• **Work to be completed**: Show each line below that contains the string "positive", copying every such line in full. Case counts.
(Data under study)
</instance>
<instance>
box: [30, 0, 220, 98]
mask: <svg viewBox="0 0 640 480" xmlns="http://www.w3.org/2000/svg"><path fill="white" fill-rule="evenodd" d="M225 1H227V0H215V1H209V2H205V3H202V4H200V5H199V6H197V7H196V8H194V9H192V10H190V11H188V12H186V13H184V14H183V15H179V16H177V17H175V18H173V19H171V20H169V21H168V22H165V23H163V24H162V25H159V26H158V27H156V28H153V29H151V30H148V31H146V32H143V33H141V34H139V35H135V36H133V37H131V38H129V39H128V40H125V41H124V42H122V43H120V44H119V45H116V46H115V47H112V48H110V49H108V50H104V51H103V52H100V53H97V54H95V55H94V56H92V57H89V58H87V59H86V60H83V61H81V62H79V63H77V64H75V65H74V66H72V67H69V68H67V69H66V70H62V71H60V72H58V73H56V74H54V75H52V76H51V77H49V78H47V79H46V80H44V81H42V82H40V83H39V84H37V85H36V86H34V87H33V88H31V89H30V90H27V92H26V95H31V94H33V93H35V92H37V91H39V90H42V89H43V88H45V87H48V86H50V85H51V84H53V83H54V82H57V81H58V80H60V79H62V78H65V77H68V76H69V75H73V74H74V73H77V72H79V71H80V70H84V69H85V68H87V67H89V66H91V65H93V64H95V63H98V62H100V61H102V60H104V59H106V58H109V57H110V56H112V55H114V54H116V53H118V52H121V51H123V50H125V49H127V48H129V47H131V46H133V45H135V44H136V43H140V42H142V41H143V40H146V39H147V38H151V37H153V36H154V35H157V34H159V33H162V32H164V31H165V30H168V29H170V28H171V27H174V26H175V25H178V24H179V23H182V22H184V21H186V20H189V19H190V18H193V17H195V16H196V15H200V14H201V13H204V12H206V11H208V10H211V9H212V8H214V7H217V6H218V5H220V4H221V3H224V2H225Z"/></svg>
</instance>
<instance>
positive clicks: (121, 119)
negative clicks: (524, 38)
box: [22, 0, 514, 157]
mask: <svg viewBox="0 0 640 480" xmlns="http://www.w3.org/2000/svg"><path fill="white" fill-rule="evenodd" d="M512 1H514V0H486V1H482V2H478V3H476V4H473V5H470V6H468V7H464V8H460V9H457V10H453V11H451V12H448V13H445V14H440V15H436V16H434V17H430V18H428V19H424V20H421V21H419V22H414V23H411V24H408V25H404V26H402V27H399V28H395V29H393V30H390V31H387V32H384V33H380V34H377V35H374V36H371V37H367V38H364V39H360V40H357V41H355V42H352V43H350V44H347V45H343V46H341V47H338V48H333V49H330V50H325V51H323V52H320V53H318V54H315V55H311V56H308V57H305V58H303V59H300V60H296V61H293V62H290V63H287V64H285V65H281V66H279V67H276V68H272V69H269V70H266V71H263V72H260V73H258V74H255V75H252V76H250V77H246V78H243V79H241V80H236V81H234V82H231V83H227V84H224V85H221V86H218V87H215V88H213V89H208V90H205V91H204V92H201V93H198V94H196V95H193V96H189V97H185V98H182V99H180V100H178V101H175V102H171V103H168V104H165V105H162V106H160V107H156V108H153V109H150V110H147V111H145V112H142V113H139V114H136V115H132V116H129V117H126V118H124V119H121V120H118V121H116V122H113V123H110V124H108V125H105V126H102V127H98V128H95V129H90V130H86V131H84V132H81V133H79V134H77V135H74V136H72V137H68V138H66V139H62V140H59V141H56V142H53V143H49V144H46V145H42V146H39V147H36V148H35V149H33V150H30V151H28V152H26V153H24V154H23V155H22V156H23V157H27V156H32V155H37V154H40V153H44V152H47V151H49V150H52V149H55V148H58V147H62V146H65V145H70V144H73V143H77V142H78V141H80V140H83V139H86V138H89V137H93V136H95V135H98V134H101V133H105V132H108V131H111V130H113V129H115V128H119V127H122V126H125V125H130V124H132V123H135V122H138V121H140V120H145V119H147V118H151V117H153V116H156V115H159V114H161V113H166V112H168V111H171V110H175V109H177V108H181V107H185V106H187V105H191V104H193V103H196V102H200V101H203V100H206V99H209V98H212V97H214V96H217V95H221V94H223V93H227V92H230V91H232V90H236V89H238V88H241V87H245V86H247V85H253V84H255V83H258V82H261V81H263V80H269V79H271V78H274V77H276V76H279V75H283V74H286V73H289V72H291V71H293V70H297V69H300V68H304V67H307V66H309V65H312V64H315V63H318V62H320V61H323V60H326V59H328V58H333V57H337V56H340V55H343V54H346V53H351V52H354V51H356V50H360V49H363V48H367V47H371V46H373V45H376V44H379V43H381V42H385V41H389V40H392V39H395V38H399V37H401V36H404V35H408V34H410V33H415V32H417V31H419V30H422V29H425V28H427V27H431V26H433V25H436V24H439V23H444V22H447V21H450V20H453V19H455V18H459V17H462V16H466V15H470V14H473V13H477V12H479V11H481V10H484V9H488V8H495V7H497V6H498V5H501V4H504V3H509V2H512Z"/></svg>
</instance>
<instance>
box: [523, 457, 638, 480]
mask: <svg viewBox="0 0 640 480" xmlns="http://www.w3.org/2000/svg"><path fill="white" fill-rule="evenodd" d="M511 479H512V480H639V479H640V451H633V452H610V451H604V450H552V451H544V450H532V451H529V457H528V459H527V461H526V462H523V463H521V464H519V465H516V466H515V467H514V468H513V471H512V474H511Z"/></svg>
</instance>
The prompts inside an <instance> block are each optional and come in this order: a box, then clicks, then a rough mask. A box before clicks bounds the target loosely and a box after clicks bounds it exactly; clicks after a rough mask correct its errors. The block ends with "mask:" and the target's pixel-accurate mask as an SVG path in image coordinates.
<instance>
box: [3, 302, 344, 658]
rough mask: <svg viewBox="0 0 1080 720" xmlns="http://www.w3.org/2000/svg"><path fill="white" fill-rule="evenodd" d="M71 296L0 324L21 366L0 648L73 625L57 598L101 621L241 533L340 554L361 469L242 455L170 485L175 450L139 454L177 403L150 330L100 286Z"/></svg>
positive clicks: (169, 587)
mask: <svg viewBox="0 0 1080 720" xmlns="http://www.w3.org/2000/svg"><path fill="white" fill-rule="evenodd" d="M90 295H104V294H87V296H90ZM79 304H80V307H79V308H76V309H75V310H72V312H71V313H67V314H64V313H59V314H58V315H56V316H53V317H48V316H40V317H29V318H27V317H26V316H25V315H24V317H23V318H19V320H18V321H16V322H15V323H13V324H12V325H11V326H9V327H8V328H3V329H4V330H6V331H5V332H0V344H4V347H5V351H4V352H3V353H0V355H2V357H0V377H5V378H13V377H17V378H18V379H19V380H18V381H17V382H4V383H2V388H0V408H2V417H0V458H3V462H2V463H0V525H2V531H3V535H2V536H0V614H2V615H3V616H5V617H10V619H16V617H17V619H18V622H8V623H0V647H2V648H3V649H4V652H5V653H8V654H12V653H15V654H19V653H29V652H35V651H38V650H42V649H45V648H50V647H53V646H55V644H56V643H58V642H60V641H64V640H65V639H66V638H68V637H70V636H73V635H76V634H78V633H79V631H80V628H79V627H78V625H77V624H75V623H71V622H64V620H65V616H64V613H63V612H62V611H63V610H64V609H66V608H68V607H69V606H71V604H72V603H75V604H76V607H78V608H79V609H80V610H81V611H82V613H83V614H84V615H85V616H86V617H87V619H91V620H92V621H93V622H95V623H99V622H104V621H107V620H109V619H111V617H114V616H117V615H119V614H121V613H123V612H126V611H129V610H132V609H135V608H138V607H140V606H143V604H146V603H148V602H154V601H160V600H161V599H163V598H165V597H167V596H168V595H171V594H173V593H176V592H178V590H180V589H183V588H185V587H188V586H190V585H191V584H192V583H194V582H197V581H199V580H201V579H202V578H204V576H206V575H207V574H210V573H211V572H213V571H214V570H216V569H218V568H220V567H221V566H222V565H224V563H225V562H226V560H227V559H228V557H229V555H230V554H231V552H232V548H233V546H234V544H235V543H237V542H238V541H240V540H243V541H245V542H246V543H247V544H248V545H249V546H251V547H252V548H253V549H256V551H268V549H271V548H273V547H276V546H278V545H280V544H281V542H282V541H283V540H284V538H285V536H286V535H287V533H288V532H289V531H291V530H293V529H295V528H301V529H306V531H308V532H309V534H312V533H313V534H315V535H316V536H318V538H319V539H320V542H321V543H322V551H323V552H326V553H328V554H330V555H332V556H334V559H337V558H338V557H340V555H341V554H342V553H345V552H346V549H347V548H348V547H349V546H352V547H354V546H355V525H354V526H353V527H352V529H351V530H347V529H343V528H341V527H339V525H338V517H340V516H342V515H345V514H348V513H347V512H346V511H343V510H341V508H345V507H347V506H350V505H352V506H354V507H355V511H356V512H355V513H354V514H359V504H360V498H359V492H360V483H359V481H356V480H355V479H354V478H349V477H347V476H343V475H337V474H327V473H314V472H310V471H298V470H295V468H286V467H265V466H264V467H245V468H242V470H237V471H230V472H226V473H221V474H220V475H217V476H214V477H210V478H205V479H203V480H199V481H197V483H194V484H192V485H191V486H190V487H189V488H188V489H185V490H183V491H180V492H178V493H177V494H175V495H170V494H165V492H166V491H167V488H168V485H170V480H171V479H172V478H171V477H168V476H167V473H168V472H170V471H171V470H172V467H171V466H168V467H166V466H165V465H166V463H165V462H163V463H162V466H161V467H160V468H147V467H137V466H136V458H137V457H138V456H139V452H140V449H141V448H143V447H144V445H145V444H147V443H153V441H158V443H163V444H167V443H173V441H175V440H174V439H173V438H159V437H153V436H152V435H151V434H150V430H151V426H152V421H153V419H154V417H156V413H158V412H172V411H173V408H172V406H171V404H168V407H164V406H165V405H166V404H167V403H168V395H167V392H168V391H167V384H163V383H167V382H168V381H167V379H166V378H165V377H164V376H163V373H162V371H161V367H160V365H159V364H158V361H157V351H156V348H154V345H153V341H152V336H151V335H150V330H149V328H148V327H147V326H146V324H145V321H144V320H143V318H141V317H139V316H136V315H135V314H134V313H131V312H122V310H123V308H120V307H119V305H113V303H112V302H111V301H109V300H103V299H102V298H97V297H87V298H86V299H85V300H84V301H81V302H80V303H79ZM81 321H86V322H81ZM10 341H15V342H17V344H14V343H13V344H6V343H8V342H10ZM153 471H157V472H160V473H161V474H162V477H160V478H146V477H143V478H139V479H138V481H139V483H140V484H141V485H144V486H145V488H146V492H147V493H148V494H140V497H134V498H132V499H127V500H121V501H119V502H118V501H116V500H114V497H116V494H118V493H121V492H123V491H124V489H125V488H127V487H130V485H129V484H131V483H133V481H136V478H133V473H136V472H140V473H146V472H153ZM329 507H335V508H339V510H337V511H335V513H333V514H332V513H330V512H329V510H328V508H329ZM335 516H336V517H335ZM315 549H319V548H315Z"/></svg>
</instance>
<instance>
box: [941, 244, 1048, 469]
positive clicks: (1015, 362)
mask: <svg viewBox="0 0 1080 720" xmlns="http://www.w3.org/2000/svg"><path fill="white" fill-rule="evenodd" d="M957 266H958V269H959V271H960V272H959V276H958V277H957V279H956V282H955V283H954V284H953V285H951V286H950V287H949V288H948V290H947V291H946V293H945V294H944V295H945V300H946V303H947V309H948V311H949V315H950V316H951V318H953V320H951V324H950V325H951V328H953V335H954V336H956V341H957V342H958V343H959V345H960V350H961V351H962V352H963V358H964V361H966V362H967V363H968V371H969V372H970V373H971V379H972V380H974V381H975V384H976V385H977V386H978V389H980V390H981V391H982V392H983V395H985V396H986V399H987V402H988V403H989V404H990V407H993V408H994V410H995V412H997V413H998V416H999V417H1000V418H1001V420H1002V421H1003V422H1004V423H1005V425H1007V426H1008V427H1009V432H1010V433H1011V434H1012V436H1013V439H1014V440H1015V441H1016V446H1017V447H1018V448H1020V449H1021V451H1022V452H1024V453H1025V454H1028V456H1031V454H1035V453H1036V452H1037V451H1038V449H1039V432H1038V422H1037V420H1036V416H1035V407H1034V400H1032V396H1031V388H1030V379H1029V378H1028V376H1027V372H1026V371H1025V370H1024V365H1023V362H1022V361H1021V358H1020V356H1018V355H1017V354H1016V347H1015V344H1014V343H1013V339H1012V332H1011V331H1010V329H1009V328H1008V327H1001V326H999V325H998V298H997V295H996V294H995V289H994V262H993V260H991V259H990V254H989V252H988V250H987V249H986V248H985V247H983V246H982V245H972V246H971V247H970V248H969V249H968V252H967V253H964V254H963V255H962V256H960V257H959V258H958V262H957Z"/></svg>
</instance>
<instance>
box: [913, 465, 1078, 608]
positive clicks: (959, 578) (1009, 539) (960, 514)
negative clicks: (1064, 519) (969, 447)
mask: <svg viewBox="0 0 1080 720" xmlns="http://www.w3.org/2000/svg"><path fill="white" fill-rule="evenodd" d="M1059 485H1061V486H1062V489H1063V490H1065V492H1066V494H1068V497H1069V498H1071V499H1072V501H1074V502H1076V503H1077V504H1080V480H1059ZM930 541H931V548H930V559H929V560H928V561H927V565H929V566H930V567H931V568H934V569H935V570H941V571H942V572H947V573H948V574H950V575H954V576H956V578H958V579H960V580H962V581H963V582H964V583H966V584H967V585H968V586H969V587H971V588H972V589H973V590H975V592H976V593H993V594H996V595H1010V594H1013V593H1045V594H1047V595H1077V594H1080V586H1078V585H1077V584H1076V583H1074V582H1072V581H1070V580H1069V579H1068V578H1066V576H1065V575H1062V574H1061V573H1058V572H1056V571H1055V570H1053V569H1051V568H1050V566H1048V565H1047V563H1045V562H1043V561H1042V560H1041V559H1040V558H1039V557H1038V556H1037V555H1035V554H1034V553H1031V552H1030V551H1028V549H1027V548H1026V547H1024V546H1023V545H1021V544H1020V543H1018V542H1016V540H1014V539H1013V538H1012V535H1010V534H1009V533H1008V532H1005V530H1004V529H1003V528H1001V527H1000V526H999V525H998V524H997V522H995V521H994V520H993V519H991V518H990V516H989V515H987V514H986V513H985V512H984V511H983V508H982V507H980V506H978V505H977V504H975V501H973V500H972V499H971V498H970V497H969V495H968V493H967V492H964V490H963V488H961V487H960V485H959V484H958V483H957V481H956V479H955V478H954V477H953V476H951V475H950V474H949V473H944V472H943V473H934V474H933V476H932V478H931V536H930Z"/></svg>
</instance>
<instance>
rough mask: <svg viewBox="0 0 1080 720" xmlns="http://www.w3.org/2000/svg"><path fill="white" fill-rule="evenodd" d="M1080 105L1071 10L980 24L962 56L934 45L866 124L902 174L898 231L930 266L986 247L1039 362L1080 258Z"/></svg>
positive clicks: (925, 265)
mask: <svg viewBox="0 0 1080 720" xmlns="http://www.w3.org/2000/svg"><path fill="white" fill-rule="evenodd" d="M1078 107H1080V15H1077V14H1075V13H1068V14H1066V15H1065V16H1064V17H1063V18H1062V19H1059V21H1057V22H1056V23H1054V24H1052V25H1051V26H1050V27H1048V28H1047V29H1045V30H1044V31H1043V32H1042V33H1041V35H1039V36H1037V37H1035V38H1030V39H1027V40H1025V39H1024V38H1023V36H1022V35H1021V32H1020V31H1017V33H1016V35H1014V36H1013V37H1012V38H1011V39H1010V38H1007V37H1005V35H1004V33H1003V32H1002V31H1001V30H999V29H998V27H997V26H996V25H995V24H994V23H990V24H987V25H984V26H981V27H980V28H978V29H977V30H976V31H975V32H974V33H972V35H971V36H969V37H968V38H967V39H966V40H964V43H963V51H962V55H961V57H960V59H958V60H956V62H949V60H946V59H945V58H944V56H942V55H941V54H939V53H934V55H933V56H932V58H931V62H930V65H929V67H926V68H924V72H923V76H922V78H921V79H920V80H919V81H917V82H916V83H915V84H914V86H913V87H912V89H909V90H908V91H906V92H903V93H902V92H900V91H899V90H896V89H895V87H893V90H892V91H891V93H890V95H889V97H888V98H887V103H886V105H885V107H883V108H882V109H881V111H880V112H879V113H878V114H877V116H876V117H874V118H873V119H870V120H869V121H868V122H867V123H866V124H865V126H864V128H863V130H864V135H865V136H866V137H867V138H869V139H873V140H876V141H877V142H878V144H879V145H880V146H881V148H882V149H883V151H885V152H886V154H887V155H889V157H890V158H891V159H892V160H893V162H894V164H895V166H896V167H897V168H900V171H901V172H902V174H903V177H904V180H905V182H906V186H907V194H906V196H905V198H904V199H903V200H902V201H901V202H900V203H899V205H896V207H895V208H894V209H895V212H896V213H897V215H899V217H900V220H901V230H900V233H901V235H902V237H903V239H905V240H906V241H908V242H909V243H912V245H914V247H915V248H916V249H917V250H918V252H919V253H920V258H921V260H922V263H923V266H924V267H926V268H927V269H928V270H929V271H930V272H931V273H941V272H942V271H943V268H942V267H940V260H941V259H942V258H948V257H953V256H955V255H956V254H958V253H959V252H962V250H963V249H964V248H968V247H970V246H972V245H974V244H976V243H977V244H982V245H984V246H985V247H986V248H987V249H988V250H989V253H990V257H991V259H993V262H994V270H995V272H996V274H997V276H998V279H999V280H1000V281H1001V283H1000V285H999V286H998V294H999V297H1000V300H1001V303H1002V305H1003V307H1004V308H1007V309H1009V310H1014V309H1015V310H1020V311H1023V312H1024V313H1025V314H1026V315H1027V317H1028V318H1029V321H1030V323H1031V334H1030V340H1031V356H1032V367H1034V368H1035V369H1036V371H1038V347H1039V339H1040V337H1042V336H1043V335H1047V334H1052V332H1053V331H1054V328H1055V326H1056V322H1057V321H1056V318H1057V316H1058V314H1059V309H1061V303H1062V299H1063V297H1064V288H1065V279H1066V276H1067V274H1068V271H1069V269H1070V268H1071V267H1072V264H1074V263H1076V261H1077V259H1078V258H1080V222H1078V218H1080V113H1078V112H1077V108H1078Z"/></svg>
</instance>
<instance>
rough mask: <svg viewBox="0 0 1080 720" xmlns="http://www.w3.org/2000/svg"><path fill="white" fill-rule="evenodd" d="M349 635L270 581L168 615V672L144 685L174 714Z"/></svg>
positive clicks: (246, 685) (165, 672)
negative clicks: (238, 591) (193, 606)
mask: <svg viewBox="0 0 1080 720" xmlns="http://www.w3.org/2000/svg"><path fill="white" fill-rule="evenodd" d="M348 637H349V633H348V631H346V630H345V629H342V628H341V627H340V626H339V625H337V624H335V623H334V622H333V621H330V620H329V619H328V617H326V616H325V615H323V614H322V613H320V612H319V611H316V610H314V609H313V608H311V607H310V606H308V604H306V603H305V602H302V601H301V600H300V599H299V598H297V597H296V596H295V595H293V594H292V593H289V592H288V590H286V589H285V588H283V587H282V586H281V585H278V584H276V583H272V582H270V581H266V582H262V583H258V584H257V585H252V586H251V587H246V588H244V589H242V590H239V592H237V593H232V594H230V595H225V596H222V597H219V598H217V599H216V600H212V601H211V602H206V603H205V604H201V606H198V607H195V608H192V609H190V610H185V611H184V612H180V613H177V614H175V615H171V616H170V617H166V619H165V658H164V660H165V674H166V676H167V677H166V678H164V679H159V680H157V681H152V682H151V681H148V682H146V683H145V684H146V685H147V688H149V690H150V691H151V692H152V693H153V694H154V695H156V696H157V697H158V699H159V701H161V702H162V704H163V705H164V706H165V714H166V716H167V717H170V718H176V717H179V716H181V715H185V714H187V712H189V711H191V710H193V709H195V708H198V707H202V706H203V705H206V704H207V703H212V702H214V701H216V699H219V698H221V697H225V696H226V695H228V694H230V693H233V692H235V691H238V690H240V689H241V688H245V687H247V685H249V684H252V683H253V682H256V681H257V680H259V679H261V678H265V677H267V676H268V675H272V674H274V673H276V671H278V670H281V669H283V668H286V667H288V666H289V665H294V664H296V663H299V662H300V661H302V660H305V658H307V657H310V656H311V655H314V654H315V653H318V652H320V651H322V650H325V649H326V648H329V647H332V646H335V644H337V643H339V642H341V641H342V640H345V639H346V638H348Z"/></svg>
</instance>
(End Data under study)
• **Exercise answer**:
positive clicks: (121, 119)
positive clicks: (169, 587)
positive clicks: (1015, 362)
positive clicks: (959, 578) (1009, 539) (960, 514)
positive clicks: (925, 265)
positive clicks: (246, 685) (165, 672)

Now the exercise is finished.